Supplied data:
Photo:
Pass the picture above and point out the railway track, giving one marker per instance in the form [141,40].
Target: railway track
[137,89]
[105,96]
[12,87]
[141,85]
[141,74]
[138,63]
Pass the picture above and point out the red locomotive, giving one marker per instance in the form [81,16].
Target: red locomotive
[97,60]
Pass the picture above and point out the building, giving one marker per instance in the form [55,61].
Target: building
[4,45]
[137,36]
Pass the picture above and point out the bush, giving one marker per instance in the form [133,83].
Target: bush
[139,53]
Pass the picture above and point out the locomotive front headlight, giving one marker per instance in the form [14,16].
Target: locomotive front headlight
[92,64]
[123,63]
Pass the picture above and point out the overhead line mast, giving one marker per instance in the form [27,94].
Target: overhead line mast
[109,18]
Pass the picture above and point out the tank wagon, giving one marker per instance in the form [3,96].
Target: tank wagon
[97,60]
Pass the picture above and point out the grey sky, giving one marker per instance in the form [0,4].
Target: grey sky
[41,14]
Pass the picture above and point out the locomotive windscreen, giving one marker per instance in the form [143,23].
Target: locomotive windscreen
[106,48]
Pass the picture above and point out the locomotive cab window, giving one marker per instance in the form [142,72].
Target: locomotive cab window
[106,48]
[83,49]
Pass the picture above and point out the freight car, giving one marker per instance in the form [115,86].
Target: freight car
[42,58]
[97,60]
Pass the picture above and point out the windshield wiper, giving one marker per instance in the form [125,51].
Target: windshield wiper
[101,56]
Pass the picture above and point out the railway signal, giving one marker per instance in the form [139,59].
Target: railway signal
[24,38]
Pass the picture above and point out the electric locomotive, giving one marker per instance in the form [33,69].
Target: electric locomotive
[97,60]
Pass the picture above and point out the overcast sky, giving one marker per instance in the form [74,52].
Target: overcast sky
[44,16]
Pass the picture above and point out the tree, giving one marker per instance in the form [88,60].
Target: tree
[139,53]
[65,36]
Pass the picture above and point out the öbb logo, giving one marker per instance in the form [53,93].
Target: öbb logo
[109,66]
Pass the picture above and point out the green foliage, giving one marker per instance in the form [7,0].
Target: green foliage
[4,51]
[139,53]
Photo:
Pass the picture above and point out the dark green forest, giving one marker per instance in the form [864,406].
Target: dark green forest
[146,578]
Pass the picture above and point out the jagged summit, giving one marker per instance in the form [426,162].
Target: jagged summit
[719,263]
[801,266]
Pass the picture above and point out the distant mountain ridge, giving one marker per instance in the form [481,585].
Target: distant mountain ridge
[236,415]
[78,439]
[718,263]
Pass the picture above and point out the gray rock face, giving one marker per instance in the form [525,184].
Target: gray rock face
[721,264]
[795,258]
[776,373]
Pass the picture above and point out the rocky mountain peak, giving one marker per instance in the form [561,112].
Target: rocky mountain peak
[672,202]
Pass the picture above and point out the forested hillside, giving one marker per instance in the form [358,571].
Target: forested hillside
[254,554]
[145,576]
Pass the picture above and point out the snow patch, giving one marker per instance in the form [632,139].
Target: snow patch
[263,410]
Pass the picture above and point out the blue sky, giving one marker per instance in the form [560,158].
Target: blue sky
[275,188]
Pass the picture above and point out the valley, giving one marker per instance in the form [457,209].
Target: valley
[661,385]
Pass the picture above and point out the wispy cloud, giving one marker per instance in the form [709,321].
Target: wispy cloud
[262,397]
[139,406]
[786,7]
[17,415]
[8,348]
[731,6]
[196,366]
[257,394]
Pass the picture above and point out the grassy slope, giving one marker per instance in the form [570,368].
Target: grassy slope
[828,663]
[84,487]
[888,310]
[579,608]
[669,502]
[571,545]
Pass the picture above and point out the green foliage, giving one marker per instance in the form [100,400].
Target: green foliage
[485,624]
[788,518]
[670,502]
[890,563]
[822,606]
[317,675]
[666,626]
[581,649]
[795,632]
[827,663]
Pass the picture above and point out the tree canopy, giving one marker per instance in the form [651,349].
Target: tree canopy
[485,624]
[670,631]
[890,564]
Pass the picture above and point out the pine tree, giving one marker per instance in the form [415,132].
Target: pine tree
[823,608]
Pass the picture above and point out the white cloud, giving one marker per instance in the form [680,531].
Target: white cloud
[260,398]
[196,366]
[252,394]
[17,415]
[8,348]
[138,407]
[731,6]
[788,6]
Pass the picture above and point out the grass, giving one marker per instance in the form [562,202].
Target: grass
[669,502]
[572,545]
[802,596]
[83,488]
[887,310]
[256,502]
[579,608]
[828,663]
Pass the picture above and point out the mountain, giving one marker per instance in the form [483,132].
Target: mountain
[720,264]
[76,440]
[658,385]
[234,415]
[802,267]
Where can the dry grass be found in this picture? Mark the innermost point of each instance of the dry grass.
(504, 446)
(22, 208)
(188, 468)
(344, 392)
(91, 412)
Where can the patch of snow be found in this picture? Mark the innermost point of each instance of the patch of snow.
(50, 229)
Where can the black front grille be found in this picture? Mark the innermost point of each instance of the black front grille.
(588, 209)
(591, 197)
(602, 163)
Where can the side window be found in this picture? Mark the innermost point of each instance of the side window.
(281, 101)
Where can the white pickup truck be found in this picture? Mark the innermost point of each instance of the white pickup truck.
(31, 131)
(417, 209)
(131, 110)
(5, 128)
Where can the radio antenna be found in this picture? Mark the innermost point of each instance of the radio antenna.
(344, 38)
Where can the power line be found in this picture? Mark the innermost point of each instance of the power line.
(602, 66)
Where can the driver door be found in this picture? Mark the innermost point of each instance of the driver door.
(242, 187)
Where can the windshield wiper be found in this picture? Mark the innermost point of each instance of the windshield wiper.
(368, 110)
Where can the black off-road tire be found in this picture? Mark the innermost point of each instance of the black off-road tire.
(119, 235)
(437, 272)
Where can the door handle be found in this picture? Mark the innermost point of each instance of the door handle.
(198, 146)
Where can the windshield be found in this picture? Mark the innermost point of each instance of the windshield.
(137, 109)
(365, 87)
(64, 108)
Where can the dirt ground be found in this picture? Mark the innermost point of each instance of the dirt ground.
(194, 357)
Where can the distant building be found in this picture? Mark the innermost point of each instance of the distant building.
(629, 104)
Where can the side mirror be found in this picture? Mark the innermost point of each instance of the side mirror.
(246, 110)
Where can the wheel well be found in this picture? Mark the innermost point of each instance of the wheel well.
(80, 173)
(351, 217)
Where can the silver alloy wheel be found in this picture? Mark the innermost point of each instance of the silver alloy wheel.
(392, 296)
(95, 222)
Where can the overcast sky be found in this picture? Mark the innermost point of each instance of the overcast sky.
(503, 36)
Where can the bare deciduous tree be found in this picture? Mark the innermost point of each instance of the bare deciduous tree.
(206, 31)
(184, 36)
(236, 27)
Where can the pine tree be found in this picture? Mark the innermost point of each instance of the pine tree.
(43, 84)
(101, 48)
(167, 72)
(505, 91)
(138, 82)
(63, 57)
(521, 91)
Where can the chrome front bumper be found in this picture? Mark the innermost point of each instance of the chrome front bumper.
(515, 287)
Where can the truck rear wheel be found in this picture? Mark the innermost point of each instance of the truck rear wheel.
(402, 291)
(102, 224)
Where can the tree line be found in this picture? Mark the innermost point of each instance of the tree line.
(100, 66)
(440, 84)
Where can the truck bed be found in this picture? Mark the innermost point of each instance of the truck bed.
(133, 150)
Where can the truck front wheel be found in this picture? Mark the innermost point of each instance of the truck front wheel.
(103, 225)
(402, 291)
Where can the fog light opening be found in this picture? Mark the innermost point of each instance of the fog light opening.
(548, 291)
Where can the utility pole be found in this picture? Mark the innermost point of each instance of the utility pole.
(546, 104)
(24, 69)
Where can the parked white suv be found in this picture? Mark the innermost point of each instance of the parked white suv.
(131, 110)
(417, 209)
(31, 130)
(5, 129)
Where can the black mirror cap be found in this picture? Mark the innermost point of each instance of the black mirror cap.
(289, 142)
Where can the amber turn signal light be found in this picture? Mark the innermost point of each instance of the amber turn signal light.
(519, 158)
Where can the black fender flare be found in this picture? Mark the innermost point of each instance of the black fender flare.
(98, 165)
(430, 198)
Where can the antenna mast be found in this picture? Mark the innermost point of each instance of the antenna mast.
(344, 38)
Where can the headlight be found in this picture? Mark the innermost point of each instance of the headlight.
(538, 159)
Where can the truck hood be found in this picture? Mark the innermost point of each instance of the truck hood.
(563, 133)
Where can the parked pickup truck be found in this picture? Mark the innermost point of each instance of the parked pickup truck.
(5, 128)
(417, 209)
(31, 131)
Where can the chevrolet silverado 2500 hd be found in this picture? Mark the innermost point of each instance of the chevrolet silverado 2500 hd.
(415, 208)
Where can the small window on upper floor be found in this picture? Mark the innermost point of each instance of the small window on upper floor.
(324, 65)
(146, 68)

---

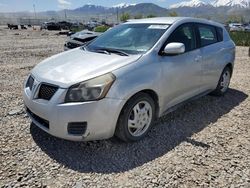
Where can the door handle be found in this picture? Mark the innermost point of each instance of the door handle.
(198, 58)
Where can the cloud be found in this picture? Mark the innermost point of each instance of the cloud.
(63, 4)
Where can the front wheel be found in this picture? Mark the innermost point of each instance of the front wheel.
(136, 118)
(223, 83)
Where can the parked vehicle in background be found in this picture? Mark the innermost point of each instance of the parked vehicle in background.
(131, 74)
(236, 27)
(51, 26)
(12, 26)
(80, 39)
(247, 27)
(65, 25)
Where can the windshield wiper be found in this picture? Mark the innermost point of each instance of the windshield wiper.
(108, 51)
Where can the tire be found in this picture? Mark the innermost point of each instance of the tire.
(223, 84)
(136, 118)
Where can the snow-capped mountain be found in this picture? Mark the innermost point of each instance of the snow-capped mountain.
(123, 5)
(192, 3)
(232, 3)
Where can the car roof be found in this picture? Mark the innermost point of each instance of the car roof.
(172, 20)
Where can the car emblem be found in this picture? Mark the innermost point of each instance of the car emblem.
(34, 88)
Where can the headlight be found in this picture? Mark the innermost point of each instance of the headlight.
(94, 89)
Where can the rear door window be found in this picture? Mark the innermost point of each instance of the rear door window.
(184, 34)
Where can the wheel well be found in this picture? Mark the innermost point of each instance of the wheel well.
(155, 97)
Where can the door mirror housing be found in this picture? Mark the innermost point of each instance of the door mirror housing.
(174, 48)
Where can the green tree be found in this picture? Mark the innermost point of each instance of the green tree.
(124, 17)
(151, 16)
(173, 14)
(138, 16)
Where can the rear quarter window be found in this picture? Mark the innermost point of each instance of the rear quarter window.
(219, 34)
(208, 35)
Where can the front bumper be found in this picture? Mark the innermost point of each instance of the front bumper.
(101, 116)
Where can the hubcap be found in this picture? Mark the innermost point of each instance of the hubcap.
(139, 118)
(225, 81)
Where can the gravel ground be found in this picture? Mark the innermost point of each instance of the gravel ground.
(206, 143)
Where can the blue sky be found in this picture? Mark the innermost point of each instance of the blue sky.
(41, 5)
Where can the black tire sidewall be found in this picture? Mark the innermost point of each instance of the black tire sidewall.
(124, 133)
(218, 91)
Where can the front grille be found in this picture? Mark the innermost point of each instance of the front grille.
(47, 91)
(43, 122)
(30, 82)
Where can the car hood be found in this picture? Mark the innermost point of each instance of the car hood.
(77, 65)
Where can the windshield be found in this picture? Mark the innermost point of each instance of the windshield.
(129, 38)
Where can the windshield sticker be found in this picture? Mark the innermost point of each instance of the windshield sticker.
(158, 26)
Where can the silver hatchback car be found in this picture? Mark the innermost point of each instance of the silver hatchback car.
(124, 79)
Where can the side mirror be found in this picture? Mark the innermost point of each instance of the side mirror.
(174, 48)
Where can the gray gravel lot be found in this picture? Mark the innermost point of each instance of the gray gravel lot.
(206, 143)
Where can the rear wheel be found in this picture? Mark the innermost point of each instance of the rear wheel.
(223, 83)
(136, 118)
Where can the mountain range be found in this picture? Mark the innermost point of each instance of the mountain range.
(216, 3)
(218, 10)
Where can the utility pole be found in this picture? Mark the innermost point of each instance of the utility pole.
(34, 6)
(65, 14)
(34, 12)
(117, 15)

What you have to do: Set down only the lines above that fall between the line holding "Target: railway signal" and the line holding "Pass the picture above and point out the snow", inclusive, keeping each exact.

Final answer:
Target: railway signal
[24,38]
Pass the picture above and point out the electric locomotive, giving one marker per instance in the form [33,69].
Target: electric locomotive
[97,60]
Pass the picture above and point out the overcast sky, giving one marker per instance in the form [74,52].
Target: overcast sky
[44,16]
Pass the picture above and point out the tree, giving one marker per instance in the form [88,60].
Target: tree
[139,53]
[65,36]
Pass the picture above and point out the öbb logo, giving one marker per instance in the form [53,93].
Target: öbb logo
[109,66]
Pass the picture above and point out the green foliage, giving one marker per instance in the form [7,0].
Target: green foliage
[4,51]
[139,53]
Photo:
Pass the picture above and point out the dark green forest, giving one marker per instance in the form [864,406].
Target: dark green forest
[146,578]
Pass the picture above and point out the jagged summit, giving one marker per instance in the form [426,162].
Target: jagged summit
[719,263]
[801,266]
Pass the picture above and point out the distant mountain ridge, giving one marker per instance in the form [481,585].
Target: distant mountain ridge
[236,415]
[78,439]
[718,263]
Pass the picture above and point out the gray rock face, giving one marker per instance in the form [525,184].
Target: gray rock face
[721,264]
[795,258]
[776,373]
Pass the picture above and point out the rocky mountain peak, giving one marker per instance in the form [561,112].
Target: rocky mountain peak
[672,202]
Pass the picture above and point out the forested hillside, giving one marker per instance in the form [358,571].
Target: forested hillside
[254,554]
[145,576]
Pass the picture above and point out the snow patch, giving one marker per instance in the form [632,139].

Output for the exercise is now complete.